▸ DOCUMENT SECTION
# # # # # # #

PBGC Moves to Become Trustee of Pension Plan Covering 5,500 at Former Global Crossing Unit

November 24, 2002

The Pension Benefit Guaranty Corp. (PBGC) is taking action to protect the pensions of 5,500 workers and retirees of a former Global Crossing unit that was sold last year to Citizens Communications Co., Middletown, N.Y.

PBGC will ask the U.S. District Court for the Southern District of New York to terminate the pension plan as of December 3, 2002, and to have the federal pension insurance agency named trustee. With $473 million in assets and $578 million in liabilities, the plan is underfunded by $105 million according to PBGC estimates.

In 1999, Global Crossing purchased the Rochester, N.Y.-based telecommunications firm Frontier Corp., which sponsored the Frontier Corp. Pension Plan for Non-Bargaining Unit Employees (now called the Global Crossing North America Inc. Frozen Pension Plan). In 2001, Global Crossing sold Frontier to Citizens Communications. The sale agreement called for Global Crossing to transfer virtually the entire plan to Citizens. To date, Global Crossing has not transferred the plan as it had agreed.

In bankruptcy proceedings, Global Crossing proposes a plan of reorganization that includes transfer of the pension plan to a liquidating trust. The plan of reorganization could be approved at a December 4, 2002, court hearing. If the PBGC does not act before then, the agency will be unable to recover anything from the trust to cover the plan's unfunded liabilities, which could harm participants and lead to an unreasonable increase in losses to the insurance program.

# # # # # # #

▸ SET TASK 1
Identify each line of the records that contains the word "stone", and copy those lines out.
The records below have no connection to the text on the Global Crossing pension plan.

# # # # # # #

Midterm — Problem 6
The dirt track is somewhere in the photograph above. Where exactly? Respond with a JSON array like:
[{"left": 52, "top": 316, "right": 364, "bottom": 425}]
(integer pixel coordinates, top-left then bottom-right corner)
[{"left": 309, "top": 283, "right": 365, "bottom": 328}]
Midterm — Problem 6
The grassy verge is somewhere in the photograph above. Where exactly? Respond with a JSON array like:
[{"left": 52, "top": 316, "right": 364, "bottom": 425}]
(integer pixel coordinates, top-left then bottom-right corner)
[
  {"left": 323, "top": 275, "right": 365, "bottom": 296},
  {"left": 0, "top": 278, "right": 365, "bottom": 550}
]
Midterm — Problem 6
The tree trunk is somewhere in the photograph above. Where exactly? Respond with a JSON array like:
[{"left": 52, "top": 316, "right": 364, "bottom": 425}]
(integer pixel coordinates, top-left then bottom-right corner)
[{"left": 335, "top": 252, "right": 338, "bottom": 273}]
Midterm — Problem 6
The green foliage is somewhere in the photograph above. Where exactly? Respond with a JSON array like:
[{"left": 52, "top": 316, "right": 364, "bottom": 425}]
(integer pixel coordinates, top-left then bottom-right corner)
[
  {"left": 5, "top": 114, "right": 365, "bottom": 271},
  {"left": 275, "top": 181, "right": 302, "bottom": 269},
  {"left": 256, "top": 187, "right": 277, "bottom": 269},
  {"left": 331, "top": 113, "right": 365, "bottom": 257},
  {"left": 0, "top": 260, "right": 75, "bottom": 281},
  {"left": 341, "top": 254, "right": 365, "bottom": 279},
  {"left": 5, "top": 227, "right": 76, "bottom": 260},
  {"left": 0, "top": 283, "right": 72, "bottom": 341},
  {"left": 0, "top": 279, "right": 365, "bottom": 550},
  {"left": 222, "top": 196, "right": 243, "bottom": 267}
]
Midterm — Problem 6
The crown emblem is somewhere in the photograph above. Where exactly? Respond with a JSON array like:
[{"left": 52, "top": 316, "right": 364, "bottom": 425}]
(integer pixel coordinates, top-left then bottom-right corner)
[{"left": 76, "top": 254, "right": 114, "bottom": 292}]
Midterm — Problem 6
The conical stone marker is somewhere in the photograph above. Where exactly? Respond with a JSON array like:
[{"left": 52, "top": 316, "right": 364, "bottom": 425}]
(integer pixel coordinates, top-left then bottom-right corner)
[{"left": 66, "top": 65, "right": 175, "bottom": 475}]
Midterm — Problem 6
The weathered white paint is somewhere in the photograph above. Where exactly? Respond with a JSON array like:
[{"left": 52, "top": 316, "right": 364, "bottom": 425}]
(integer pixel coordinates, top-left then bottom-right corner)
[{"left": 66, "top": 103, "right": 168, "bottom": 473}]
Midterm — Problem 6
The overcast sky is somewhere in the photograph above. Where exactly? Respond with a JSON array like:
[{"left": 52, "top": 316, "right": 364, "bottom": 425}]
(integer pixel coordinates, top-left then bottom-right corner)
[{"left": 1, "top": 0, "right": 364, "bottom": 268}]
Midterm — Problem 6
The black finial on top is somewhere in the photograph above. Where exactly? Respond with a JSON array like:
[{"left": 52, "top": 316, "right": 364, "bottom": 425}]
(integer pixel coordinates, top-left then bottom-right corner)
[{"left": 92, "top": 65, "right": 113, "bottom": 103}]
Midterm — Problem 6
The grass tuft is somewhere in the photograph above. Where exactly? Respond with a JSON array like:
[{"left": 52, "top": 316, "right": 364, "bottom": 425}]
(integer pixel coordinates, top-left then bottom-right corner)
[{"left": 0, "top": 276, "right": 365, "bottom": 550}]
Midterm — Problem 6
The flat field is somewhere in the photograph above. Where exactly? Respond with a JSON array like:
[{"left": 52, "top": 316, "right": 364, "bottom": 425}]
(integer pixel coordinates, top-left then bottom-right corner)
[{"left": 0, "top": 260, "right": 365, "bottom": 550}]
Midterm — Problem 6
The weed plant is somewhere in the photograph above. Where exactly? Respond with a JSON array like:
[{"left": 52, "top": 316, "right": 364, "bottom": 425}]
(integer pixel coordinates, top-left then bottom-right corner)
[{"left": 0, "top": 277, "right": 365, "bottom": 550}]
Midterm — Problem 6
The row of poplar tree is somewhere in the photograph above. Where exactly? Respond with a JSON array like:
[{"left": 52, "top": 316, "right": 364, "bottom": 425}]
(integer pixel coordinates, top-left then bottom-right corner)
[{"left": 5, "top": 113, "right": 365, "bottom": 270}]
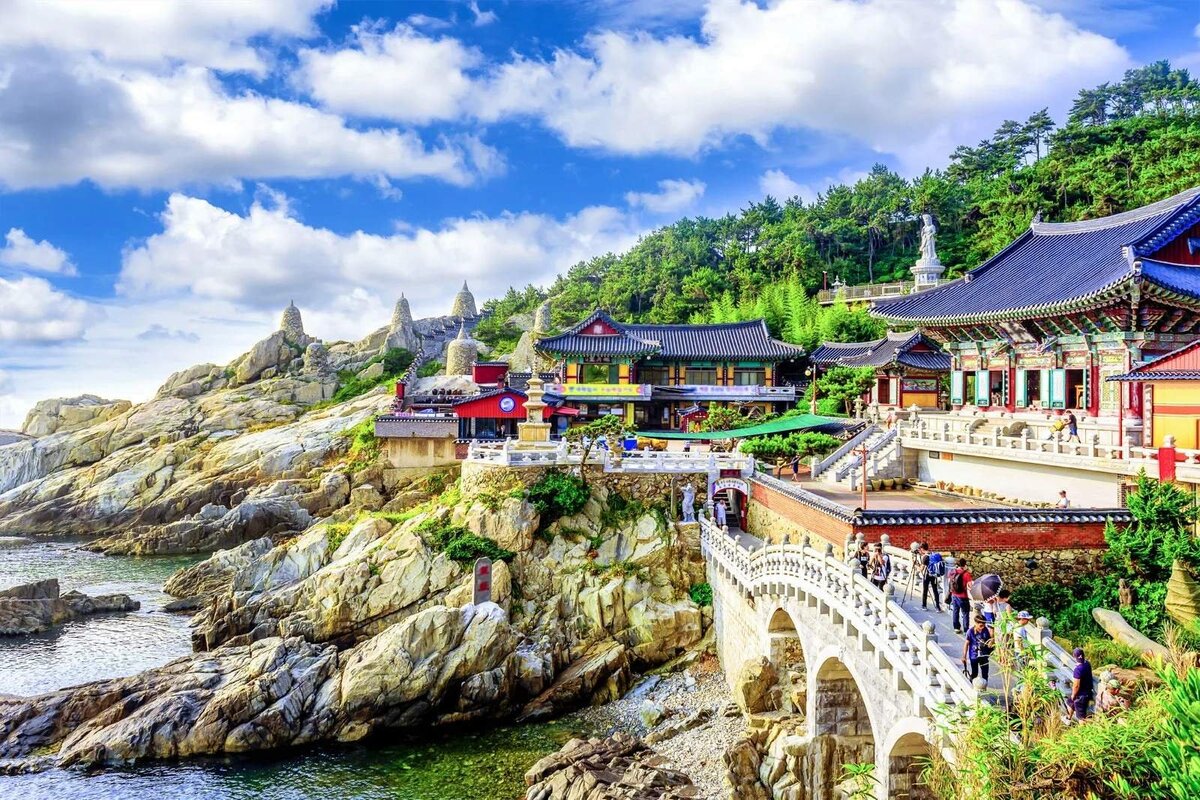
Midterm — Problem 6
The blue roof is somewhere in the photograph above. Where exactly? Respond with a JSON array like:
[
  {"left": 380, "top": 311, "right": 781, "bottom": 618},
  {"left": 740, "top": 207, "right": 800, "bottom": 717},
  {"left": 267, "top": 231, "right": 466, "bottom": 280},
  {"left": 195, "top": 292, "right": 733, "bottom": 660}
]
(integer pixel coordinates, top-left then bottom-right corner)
[
  {"left": 538, "top": 311, "right": 804, "bottom": 362},
  {"left": 871, "top": 187, "right": 1200, "bottom": 325}
]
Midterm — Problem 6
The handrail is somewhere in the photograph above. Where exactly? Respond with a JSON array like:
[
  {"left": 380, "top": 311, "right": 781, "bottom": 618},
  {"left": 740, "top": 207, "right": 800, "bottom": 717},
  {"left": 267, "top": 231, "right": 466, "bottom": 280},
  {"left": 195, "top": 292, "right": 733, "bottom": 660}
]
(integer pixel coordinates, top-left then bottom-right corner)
[
  {"left": 700, "top": 518, "right": 978, "bottom": 708},
  {"left": 810, "top": 425, "right": 880, "bottom": 477},
  {"left": 833, "top": 428, "right": 900, "bottom": 481}
]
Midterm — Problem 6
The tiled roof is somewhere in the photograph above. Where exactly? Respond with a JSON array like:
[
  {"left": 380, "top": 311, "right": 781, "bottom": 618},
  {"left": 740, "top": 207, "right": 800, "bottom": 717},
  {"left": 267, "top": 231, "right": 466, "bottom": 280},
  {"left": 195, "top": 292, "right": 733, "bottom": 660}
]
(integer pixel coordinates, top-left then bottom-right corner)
[
  {"left": 871, "top": 187, "right": 1200, "bottom": 325},
  {"left": 538, "top": 312, "right": 804, "bottom": 361},
  {"left": 1108, "top": 339, "right": 1200, "bottom": 380},
  {"left": 809, "top": 331, "right": 950, "bottom": 372}
]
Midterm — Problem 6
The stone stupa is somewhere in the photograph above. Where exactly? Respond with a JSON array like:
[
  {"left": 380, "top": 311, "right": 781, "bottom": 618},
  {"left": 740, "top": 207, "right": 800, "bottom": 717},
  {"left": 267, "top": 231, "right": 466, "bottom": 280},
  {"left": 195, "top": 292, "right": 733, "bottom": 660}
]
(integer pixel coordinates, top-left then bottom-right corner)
[
  {"left": 446, "top": 325, "right": 479, "bottom": 375},
  {"left": 450, "top": 281, "right": 478, "bottom": 319}
]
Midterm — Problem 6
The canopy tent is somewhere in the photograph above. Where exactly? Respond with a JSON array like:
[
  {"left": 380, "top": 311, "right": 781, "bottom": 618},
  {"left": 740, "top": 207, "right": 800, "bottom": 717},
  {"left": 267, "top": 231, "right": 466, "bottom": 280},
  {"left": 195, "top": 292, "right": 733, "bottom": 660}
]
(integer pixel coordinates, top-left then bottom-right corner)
[{"left": 637, "top": 414, "right": 848, "bottom": 441}]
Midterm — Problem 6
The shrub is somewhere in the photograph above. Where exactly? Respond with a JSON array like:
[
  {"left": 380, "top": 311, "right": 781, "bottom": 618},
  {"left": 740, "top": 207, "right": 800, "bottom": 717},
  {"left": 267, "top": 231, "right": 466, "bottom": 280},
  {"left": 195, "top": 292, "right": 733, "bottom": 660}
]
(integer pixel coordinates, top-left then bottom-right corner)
[
  {"left": 688, "top": 583, "right": 713, "bottom": 608},
  {"left": 526, "top": 471, "right": 589, "bottom": 527},
  {"left": 443, "top": 533, "right": 516, "bottom": 564}
]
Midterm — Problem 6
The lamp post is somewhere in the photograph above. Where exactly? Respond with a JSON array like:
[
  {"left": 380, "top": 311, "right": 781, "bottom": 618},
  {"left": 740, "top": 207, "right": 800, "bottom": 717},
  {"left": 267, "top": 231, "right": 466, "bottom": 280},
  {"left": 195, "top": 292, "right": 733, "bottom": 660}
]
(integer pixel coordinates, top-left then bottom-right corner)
[
  {"left": 804, "top": 363, "right": 817, "bottom": 416},
  {"left": 857, "top": 439, "right": 868, "bottom": 511}
]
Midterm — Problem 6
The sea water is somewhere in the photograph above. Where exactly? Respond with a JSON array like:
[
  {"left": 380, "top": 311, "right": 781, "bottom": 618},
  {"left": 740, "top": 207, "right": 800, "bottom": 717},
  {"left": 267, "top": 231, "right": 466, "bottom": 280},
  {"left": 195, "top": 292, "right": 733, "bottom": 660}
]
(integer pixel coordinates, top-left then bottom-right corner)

# # # # # # #

▸ SET TASK 2
Go on with the text on the Global Crossing pension plan, starting after its final sentence.

▸ RIGHT ANSWER 1
The conical stone marker is somewhere in the photograph above. Where exactly? Respond with a JSON array like:
The stone stupa is somewhere in the photograph above. Where exactly? Respond with a JSON array like:

▸ RIGHT ANSWER 2
"We cannot allow an abusive arrangement that shoves an underfunded pension plan into a liquidating trust where all the gains belong to a select group of creditors and all the losses are dumped on the PBGC," said Steven A. Kandarian, executive director of the federal pension insurance agency. "We would prefer that the pension be transferred to Citizens Communications as originally planned. But we have to act now to protect participants and to increase the chances of recovering enough to minimize the hit to the pension insurance program."

Most workers and retirees in terminating pension plans are fully covered by PBGC's guarantee. The maximum guarantee for workers in plans that terminate in 2002 is $3,579.55 a month (or $42,954.60 a year) for those retiring at age 65. Maximum guarantees are adjusted for retirees at other ages or those who elect survivor benefits. Initially, PBGC continues payments to retirees at current levels. Within a few months, after a preliminary review of the plan, PBGC notifies affected retirees if it has to reduce payment of certain supplements and benefit improvements because the additional amounts may not be fully guaranteed.

Workers and retirees do not need to take any action. Anyone with questions about benefits or wishing to retire may contact PBGC's Customer Service Center toll-free at 1-800-400-7242. For TTY/TDD users, call the federal relay service toll-free at 1-800-877-8339 and ask to be connected to 800-400-7242. Information about pension insurance also may be found on PBGC's Web site,

PBGC is a federal corporation created under the Employee Retirement Income Security Act of 1974. It currently guarantees payment of basic pension benefits earned by about 44 million American workers and retirees participating in over 35,000 private-sector defined benefit pension plans. The agency receives no funds from general tax revenues. Operations are financed largely by insurance premiums paid by companies that sponsor pension plans and by PBGC's investment returns.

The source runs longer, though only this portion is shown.